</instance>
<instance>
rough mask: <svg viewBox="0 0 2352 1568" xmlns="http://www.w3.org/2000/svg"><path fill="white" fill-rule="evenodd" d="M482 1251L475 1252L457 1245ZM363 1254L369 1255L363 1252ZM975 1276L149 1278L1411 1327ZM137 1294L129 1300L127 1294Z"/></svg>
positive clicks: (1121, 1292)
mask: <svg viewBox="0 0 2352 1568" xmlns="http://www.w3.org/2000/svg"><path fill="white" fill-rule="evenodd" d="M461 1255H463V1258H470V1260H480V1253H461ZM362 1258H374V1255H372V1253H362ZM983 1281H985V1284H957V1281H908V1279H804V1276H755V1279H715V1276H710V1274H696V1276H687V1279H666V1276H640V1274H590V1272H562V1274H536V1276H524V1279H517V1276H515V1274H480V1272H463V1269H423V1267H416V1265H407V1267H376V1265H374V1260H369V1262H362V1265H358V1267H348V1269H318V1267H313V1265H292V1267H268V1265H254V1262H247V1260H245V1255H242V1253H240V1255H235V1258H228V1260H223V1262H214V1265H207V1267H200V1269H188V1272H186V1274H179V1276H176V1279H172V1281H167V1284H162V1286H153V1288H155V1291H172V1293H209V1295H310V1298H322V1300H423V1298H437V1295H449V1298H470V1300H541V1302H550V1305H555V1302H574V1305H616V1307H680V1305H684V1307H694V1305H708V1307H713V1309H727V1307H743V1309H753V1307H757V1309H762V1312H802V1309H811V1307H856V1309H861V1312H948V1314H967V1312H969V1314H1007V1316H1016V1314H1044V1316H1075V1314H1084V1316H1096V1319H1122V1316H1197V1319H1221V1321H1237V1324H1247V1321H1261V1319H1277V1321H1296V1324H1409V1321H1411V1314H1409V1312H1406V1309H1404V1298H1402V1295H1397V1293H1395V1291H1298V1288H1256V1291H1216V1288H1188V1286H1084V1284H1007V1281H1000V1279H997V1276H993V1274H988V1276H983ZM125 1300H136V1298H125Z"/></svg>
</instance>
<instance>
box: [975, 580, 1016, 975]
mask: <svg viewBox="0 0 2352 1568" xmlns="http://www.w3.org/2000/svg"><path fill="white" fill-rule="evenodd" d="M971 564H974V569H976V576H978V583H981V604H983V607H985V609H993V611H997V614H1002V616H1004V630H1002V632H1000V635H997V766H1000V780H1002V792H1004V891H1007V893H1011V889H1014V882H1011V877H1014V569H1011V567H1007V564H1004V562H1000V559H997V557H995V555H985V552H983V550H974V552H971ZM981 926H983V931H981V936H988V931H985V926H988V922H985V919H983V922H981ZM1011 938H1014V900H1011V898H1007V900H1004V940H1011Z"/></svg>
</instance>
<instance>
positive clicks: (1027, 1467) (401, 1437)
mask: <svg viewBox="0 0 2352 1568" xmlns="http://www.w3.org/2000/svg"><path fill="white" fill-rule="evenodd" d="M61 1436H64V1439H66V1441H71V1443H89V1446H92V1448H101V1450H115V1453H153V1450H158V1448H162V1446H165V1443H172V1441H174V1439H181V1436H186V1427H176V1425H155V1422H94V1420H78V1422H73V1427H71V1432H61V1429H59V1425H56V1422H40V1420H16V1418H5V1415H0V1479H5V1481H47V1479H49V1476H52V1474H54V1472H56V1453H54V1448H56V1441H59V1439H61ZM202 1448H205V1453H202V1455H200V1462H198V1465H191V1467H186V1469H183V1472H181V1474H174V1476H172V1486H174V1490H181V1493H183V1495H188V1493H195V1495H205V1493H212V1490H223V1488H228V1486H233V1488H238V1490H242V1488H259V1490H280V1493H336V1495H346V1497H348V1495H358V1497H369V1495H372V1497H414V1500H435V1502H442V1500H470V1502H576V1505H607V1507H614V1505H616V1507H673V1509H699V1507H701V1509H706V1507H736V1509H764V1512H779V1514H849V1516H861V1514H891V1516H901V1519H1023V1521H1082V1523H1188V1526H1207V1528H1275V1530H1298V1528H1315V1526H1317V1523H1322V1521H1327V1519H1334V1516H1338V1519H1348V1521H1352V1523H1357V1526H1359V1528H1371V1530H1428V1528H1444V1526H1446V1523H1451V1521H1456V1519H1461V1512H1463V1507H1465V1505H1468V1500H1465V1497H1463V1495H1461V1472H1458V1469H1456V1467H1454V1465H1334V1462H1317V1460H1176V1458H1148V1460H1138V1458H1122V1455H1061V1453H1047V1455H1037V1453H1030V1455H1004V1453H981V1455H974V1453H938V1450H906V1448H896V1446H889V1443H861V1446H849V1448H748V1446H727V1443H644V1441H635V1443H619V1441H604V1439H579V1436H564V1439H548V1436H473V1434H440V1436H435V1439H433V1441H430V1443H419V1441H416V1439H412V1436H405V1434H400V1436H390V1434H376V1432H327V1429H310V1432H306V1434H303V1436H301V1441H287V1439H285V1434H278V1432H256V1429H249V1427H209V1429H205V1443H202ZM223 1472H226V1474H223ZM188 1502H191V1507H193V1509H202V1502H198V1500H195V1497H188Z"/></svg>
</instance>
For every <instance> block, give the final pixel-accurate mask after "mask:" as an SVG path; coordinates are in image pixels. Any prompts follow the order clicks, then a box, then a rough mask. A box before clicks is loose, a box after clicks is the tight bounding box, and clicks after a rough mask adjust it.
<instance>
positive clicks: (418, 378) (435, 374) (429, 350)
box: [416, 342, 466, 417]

_Task goal_: Reproduce the entire listing above line for line, with no changes.

_Completed task_:
</instance>
<instance>
rough mask: <svg viewBox="0 0 2352 1568" xmlns="http://www.w3.org/2000/svg"><path fill="white" fill-rule="evenodd" d="M482 1251L475 1252L457 1245ZM363 1254L369 1255L363 1252ZM975 1276L149 1278L1411 1327ZM137 1294L129 1300L127 1294Z"/></svg>
positive clicks: (1121, 1292)
mask: <svg viewBox="0 0 2352 1568" xmlns="http://www.w3.org/2000/svg"><path fill="white" fill-rule="evenodd" d="M461 1255H463V1258H470V1260H480V1253H461ZM362 1258H374V1255H372V1253H362ZM983 1281H985V1284H957V1281H908V1279H804V1276H755V1279H715V1276H710V1274H696V1276H687V1279H666V1276H640V1274H590V1272H562V1274H536V1276H524V1279H517V1276H515V1274H480V1272H463V1269H423V1267H416V1265H407V1267H376V1265H374V1260H369V1262H362V1265H358V1267H348V1269H318V1267H313V1265H292V1267H268V1265H254V1262H247V1260H245V1255H242V1253H240V1255H235V1258H228V1260H223V1262H214V1265H207V1267H200V1269H188V1272H186V1274H179V1276H176V1279H172V1281H167V1284H162V1286H153V1288H155V1291H172V1293H209V1295H310V1298H322V1300H423V1298H437V1295H449V1298H470V1300H541V1302H550V1305H555V1302H574V1305H616V1307H680V1305H684V1307H694V1305H708V1307H713V1309H727V1307H743V1309H753V1307H757V1309H762V1312H802V1309H811V1307H856V1309H861V1312H948V1314H967V1312H969V1314H1007V1316H1016V1314H1044V1316H1075V1314H1084V1316H1096V1319H1122V1316H1197V1319H1221V1321H1237V1324H1247V1321H1261V1319H1277V1321H1296V1324H1409V1321H1411V1314H1409V1312H1406V1309H1404V1298H1402V1295H1397V1293H1395V1291H1298V1288H1256V1291H1216V1288H1188V1286H1084V1284H1007V1281H1000V1279H997V1276H993V1274H988V1276H983ZM125 1300H136V1298H125Z"/></svg>
</instance>
<instance>
box: [975, 580, 1016, 975]
mask: <svg viewBox="0 0 2352 1568" xmlns="http://www.w3.org/2000/svg"><path fill="white" fill-rule="evenodd" d="M971 564H974V569H976V576H978V583H981V604H983V607H985V609H993V611H997V614H1002V616H1004V630H1002V632H1000V635H997V766H1000V780H1002V792H1004V891H1007V893H1011V889H1014V882H1011V877H1014V569H1011V567H1007V564H1004V562H1000V559H997V557H995V555H985V552H983V550H974V552H971ZM981 926H983V931H981V936H988V931H985V926H988V922H985V919H983V922H981ZM1011 938H1014V900H1011V898H1007V900H1004V940H1011Z"/></svg>
</instance>
<instance>
positive clicks: (1027, 1467) (401, 1437)
mask: <svg viewBox="0 0 2352 1568" xmlns="http://www.w3.org/2000/svg"><path fill="white" fill-rule="evenodd" d="M61 1436H64V1439H66V1441H71V1443H89V1446H92V1448H101V1450H115V1453H153V1450H158V1448H162V1446H165V1443H172V1441H174V1439H181V1436H186V1427H176V1425H155V1422H94V1420H78V1422H73V1427H71V1432H61V1429H59V1425H56V1422H40V1420H16V1418H5V1415H0V1479H5V1481H47V1479H49V1476H52V1474H54V1472H56V1453H54V1448H56V1441H59V1439H61ZM202 1448H205V1453H202V1455H200V1462H198V1465H191V1467H186V1469H183V1472H181V1474H174V1476H172V1486H174V1490H181V1493H183V1495H188V1493H195V1495H205V1493H212V1490H223V1488H228V1486H233V1488H238V1490H242V1488H259V1490H280V1493H336V1495H346V1497H348V1495H358V1497H369V1495H372V1497H414V1500H435V1502H442V1500H470V1502H576V1505H607V1507H614V1505H616V1507H673V1509H699V1507H701V1509H706V1507H736V1509H764V1512H779V1514H849V1516H861V1514H891V1516H901V1519H1023V1521H1082V1523H1188V1526H1207V1528H1275V1530H1298V1528H1315V1526H1317V1523H1322V1521H1327V1519H1334V1516H1338V1519H1348V1521H1352V1523H1357V1526H1359V1528H1371V1530H1428V1528H1444V1526H1446V1523H1451V1521H1456V1519H1461V1512H1463V1507H1465V1505H1468V1500H1465V1497H1463V1495H1461V1472H1458V1469H1456V1467H1454V1465H1334V1462H1317V1460H1176V1458H1148V1460H1138V1458H1122V1455H1061V1453H1047V1455H1037V1453H1030V1455H1004V1453H981V1455H974V1453H938V1450H906V1448H896V1446H889V1443H861V1446H849V1448H748V1446H727V1443H644V1441H635V1443H619V1441H604V1439H579V1436H564V1439H548V1436H473V1434H440V1436H435V1439H433V1441H430V1443H419V1441H416V1439H412V1436H405V1434H400V1436H390V1434H376V1432H327V1429H310V1432H306V1434H303V1436H301V1441H287V1439H285V1434H278V1432H256V1429H249V1427H209V1429H205V1443H202ZM223 1472H226V1474H223ZM188 1502H191V1507H193V1509H202V1502H198V1500H195V1497H188Z"/></svg>
</instance>
For every <instance> block, give the final pixel-accurate mask after "mask:" as an SVG path; coordinates are in image pixels. Any prompts follow the order clicks, then a box, then a rough mask. A box before clicks is loose, a box after clicks is the tight bounding box, and clicks after a rough mask adjust it.
<instance>
positive clicks: (418, 378) (435, 374) (429, 350)
box: [416, 342, 466, 417]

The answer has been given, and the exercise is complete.